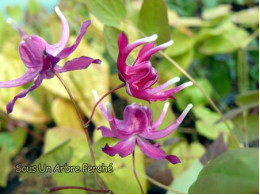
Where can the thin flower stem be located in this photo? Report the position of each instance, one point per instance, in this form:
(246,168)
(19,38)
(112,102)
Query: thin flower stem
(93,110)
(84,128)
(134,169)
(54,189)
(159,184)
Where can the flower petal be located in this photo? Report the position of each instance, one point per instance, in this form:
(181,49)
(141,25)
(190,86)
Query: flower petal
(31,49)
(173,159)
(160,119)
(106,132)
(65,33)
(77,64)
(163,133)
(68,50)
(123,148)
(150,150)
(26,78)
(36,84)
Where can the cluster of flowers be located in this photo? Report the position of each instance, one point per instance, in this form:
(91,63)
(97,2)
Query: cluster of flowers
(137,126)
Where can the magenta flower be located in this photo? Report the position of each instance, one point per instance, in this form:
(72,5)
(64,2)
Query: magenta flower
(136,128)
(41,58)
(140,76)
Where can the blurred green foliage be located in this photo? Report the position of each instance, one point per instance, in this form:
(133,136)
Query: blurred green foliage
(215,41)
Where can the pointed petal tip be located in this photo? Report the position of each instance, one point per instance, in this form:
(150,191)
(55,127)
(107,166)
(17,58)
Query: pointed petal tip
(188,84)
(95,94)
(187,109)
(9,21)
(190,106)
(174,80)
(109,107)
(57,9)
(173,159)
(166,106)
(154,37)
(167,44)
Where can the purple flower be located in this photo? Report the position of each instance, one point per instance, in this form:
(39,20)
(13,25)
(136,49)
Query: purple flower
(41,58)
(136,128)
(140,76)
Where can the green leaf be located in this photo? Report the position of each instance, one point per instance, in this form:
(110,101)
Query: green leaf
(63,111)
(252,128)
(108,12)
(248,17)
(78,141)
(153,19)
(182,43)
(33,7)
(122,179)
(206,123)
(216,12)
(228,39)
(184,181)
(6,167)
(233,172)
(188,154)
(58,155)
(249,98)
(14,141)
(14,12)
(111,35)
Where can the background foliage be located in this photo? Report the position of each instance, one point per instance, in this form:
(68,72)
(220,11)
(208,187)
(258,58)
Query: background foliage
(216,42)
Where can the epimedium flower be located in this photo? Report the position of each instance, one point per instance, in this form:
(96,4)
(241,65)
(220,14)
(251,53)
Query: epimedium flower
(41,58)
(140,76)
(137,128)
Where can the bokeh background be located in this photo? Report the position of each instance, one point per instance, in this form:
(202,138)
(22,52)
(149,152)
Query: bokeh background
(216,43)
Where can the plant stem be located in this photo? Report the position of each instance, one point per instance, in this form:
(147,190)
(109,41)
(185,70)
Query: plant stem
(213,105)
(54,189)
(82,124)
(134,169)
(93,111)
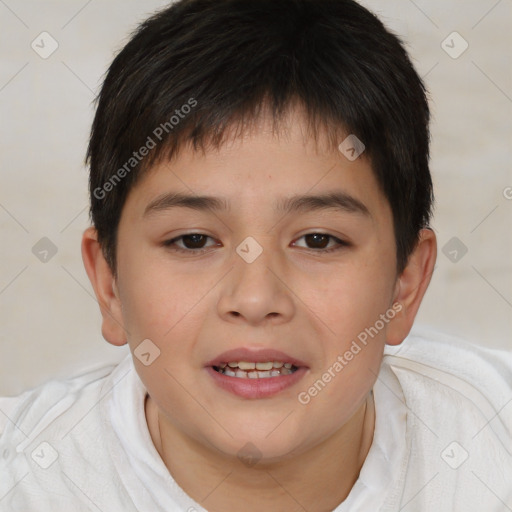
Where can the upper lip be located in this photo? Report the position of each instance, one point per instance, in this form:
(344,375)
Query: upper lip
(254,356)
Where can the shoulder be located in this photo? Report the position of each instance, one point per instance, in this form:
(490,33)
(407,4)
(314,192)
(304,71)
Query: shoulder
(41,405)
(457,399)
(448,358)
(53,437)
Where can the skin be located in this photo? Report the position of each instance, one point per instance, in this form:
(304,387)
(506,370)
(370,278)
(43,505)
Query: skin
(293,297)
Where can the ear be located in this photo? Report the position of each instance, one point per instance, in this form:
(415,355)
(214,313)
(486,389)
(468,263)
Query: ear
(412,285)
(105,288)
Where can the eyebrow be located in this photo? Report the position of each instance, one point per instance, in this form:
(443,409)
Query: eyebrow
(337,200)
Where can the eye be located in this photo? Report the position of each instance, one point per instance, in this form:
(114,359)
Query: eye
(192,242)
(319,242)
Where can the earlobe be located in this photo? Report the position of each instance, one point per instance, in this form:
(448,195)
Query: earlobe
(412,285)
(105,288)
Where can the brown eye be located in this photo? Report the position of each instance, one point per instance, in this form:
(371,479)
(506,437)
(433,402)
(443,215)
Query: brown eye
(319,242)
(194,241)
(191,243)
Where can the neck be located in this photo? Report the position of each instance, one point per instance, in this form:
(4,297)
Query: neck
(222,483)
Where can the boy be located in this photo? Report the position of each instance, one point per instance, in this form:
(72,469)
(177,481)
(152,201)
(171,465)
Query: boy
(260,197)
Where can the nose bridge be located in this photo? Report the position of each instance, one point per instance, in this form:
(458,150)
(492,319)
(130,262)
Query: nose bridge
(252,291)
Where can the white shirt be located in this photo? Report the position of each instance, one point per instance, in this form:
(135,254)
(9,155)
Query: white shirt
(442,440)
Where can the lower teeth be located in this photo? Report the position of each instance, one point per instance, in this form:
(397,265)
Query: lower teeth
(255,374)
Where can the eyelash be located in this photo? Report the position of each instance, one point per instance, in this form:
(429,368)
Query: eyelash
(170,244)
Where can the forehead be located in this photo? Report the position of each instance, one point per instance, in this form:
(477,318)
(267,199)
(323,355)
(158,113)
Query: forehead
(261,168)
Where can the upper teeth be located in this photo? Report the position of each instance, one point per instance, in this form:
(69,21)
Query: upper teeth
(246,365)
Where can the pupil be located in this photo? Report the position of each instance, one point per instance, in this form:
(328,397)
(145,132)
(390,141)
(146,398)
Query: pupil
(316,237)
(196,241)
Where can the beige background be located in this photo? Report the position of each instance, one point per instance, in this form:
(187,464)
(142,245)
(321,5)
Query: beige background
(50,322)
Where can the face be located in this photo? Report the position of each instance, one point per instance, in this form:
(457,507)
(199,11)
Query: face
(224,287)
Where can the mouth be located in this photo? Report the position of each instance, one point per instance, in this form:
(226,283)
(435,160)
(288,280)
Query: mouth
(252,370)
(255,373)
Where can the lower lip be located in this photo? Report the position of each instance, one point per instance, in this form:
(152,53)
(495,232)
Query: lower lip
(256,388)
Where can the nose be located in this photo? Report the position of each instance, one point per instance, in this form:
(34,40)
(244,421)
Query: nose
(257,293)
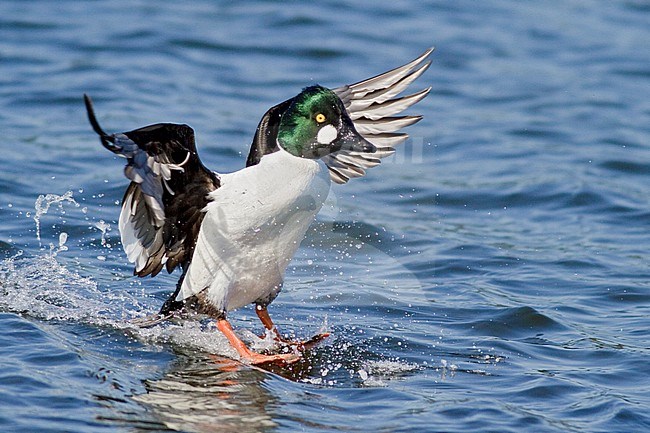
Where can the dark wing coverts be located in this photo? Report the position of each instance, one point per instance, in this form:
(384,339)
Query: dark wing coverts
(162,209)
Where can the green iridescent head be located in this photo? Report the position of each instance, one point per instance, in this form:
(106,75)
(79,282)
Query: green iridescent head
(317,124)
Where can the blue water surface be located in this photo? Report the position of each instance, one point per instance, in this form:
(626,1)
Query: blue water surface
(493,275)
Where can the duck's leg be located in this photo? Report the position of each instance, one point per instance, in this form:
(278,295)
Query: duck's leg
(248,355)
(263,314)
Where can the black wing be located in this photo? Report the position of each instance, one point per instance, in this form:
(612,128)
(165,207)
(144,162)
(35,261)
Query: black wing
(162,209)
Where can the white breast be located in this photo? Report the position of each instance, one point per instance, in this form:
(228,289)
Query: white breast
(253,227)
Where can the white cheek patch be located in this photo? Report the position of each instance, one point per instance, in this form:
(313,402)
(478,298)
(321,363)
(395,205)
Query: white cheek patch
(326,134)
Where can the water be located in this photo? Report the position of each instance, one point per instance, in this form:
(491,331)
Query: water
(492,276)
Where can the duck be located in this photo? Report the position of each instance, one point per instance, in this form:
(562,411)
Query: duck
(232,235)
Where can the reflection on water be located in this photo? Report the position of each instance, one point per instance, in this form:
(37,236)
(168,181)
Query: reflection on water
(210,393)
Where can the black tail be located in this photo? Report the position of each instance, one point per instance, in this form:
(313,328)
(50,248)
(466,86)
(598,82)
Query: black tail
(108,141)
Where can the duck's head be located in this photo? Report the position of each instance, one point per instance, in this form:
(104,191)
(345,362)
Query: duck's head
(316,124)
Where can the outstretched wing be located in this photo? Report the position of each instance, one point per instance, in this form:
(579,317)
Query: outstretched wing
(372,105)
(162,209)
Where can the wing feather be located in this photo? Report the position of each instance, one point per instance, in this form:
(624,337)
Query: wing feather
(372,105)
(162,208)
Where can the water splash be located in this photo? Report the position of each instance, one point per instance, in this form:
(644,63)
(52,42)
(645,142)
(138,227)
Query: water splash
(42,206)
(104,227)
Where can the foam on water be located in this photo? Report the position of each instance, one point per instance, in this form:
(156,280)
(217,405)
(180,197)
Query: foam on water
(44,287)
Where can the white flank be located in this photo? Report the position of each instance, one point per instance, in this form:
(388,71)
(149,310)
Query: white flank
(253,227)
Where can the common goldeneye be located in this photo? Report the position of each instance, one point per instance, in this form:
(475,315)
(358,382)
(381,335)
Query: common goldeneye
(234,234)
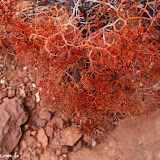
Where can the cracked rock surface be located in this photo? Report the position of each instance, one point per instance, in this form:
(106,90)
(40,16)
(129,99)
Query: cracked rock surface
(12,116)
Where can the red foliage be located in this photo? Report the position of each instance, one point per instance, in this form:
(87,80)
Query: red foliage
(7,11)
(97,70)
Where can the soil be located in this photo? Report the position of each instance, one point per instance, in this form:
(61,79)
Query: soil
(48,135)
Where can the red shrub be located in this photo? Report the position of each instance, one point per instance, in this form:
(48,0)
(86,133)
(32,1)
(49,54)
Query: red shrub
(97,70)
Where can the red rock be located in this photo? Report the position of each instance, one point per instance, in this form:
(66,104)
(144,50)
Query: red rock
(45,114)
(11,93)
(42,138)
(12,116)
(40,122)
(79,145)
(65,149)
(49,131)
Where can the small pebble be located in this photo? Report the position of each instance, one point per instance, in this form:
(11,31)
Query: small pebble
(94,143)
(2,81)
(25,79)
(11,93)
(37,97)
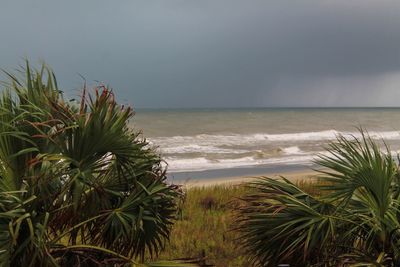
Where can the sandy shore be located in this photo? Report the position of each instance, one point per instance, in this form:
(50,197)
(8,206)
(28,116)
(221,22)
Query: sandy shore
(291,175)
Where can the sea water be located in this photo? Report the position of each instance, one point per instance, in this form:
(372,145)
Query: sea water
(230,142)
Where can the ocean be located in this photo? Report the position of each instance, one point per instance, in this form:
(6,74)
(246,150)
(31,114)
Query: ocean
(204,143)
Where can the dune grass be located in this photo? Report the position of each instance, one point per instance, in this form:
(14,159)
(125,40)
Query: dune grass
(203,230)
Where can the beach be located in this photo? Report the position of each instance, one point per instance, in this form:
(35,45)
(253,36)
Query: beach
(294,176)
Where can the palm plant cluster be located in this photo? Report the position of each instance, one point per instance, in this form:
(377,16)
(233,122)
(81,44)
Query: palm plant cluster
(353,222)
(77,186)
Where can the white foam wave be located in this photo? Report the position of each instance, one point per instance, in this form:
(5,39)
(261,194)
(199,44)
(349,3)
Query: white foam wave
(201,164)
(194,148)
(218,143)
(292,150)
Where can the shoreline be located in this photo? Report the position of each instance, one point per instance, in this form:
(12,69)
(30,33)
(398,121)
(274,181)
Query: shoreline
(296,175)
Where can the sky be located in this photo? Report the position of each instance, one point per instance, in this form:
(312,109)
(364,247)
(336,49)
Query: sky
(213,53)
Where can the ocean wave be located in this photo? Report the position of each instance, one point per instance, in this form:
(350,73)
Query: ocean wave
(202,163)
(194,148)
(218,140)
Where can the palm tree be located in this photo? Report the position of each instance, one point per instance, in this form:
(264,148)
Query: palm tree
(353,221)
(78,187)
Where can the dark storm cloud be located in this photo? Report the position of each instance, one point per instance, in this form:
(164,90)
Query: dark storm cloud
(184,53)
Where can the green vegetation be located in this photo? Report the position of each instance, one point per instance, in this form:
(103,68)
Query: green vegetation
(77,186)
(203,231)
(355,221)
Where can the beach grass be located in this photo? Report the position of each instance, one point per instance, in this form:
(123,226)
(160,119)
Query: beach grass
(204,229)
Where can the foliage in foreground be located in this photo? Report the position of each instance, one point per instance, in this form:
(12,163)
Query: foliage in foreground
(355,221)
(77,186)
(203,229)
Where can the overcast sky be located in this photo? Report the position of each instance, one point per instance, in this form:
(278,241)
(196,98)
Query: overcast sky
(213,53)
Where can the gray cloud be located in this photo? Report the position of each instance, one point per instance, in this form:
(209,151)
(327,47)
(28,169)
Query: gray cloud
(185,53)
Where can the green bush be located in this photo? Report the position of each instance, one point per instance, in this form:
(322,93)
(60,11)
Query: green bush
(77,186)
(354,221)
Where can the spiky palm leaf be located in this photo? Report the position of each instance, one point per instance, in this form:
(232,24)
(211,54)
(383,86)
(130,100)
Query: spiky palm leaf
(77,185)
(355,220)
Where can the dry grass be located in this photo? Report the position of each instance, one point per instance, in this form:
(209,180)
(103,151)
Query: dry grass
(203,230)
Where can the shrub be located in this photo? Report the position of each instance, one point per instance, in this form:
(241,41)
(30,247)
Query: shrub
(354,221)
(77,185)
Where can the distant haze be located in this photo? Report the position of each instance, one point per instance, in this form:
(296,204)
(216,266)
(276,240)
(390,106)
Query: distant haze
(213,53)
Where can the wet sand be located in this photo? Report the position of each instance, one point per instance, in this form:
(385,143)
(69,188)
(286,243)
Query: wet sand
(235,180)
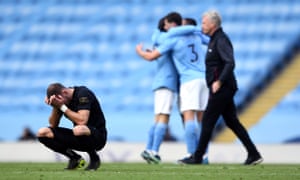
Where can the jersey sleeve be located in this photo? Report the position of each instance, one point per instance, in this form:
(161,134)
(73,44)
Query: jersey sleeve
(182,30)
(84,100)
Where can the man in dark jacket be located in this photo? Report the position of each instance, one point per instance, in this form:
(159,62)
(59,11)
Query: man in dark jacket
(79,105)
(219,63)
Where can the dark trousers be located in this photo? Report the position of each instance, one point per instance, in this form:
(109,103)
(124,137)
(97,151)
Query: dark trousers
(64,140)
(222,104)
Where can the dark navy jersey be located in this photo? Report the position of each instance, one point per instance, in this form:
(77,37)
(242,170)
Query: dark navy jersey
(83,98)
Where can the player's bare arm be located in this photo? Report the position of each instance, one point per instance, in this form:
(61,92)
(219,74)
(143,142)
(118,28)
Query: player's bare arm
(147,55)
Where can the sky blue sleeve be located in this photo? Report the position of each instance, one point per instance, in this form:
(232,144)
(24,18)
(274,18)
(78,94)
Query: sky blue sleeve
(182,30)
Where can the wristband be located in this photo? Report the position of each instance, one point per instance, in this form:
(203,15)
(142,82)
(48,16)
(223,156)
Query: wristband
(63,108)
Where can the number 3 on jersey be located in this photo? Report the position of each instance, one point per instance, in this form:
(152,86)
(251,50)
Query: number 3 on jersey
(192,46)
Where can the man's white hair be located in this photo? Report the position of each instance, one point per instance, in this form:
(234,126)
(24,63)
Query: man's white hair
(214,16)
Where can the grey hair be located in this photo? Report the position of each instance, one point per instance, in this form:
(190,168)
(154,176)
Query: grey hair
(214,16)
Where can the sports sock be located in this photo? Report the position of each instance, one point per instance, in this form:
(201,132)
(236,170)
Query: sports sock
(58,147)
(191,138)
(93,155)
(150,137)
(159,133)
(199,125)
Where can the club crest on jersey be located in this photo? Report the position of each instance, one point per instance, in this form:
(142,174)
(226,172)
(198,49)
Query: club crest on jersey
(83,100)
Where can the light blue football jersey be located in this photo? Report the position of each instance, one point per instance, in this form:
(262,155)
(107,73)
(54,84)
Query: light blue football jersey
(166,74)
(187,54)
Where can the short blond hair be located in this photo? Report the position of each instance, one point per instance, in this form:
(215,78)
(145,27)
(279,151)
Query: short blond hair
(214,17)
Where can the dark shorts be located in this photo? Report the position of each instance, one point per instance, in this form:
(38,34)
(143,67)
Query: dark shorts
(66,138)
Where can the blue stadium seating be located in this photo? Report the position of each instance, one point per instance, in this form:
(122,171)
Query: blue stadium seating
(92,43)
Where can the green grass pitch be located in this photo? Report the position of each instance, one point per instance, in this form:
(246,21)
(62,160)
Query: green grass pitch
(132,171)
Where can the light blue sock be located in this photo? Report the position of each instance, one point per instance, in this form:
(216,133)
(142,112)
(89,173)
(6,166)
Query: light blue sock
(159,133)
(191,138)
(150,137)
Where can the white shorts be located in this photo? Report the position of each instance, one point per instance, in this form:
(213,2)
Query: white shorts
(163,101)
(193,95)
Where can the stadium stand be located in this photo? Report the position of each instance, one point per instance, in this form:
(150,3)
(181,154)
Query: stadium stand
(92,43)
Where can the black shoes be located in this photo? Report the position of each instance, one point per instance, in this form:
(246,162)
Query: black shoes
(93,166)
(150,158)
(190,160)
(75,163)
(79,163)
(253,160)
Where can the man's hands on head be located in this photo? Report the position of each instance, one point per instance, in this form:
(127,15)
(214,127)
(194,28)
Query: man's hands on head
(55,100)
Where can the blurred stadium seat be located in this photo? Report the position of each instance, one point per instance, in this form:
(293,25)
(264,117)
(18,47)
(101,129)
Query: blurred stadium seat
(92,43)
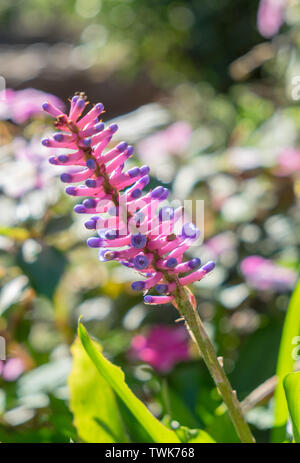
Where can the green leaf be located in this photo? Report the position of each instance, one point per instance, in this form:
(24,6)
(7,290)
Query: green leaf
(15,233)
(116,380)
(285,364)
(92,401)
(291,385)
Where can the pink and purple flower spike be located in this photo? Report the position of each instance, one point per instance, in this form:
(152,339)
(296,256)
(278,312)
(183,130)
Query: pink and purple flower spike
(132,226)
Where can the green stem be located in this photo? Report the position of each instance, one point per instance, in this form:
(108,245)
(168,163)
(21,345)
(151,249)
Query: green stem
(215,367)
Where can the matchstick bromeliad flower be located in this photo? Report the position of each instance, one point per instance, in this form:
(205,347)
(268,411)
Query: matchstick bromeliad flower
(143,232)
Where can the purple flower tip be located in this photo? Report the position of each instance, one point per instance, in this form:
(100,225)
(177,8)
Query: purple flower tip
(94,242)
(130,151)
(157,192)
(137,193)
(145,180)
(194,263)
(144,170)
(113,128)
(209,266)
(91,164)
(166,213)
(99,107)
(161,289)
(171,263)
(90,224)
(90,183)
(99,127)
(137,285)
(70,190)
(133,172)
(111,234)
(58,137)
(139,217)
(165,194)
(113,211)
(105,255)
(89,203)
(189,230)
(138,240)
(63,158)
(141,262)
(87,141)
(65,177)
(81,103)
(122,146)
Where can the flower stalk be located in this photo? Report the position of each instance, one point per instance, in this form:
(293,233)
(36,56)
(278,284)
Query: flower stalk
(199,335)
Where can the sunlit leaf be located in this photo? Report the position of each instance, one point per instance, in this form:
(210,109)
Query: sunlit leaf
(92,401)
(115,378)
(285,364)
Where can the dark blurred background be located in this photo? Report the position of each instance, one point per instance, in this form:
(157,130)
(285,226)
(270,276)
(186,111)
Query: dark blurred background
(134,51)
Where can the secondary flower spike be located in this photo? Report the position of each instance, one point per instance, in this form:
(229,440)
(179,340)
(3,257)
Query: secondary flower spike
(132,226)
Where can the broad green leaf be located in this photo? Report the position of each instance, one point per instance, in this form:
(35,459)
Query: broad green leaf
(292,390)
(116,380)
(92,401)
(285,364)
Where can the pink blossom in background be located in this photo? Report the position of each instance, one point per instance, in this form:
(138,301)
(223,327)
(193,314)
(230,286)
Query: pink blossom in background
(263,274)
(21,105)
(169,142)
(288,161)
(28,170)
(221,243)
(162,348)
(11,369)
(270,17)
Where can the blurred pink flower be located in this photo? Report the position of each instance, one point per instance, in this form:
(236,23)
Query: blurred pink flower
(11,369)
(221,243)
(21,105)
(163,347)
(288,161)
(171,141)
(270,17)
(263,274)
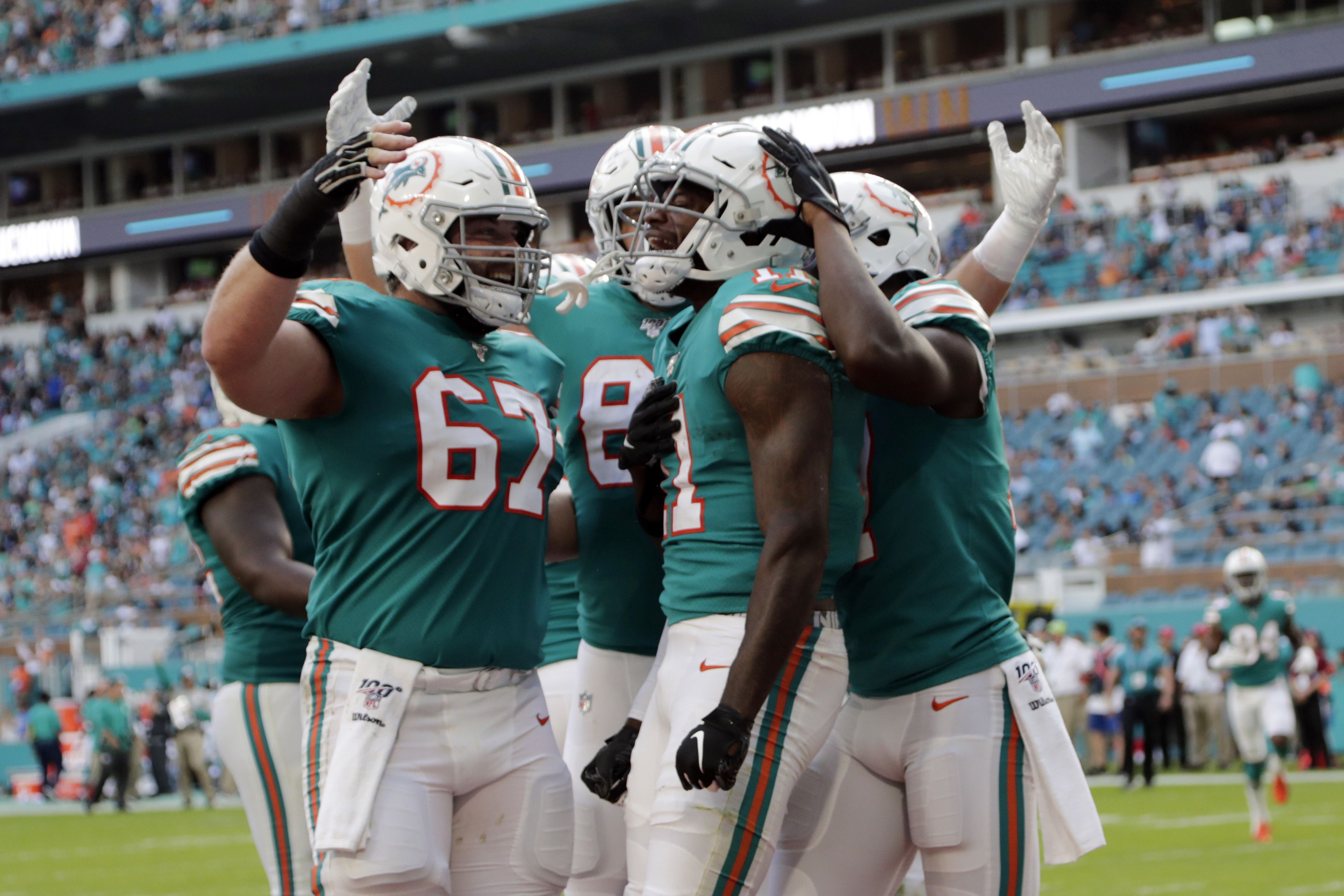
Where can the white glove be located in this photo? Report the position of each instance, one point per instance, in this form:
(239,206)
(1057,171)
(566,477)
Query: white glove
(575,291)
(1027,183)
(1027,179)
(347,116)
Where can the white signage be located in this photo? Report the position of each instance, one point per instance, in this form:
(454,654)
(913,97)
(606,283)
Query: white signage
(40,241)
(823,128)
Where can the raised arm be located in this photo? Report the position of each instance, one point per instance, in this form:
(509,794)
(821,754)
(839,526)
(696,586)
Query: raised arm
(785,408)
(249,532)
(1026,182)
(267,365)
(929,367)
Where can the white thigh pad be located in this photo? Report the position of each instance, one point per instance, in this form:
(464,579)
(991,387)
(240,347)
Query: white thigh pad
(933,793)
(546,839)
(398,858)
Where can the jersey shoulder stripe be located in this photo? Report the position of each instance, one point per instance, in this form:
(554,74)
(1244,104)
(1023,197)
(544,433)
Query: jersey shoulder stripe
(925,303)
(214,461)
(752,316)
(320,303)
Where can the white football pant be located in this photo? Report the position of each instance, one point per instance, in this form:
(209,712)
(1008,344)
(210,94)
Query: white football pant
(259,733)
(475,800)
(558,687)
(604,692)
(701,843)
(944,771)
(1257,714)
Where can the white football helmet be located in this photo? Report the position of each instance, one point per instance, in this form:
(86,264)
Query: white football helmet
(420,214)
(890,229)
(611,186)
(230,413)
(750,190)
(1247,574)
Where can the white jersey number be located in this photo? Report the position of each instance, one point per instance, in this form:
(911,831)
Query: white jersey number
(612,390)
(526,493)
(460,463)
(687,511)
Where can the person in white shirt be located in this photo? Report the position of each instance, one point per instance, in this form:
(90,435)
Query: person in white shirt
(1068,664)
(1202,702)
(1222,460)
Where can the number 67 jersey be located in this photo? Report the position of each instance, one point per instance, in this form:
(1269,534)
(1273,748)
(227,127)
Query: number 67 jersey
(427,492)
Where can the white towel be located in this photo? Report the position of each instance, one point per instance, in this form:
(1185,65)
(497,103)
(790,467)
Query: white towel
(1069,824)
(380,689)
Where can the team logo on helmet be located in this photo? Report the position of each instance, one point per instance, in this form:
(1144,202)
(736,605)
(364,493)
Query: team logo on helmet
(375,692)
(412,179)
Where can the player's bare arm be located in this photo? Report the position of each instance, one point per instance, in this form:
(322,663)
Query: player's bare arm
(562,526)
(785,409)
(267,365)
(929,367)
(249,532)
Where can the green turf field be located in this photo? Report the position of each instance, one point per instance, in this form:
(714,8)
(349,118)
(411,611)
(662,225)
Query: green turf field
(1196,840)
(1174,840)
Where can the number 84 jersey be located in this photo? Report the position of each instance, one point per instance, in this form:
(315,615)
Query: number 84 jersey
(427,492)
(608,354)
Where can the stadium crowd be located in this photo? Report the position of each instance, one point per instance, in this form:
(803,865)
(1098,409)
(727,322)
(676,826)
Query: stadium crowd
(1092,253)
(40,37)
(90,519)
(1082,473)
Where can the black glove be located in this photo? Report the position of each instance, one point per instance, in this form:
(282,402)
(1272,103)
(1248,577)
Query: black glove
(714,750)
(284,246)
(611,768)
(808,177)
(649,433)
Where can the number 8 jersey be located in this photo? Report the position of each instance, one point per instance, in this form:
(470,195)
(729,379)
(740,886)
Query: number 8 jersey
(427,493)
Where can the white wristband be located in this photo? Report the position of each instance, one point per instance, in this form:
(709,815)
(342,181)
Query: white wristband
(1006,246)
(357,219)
= = = = =
YOUR TASK
Give back the lines of the listing from the one with "Where can the stadium crowd" through the end, both included, exactly as written and with nothing added.

CORRECT ANSWER
Where can the stadium crowd be located in this photo? Report the position of each instance, one point per instance, in this form:
(803,865)
(1098,409)
(727,322)
(676,826)
Query: stadium crowd
(1092,253)
(40,37)
(90,519)
(1082,473)
Where can the black glove be located in this photo? Report the position of each instance, one point per instance, in this form:
(282,402)
(1272,103)
(1248,577)
Query: black glove
(714,750)
(284,246)
(611,768)
(808,177)
(649,433)
Where can the number 8 jersey be located in this photo? Report the position of each instance, one point per instance, in this form:
(470,195)
(729,379)
(740,886)
Query: number 8 jersey
(427,493)
Where can the white wristband be located in this photo? Report the position of each instance, one point per instance, in this form:
(709,815)
(342,181)
Query: white wristband
(1006,246)
(357,219)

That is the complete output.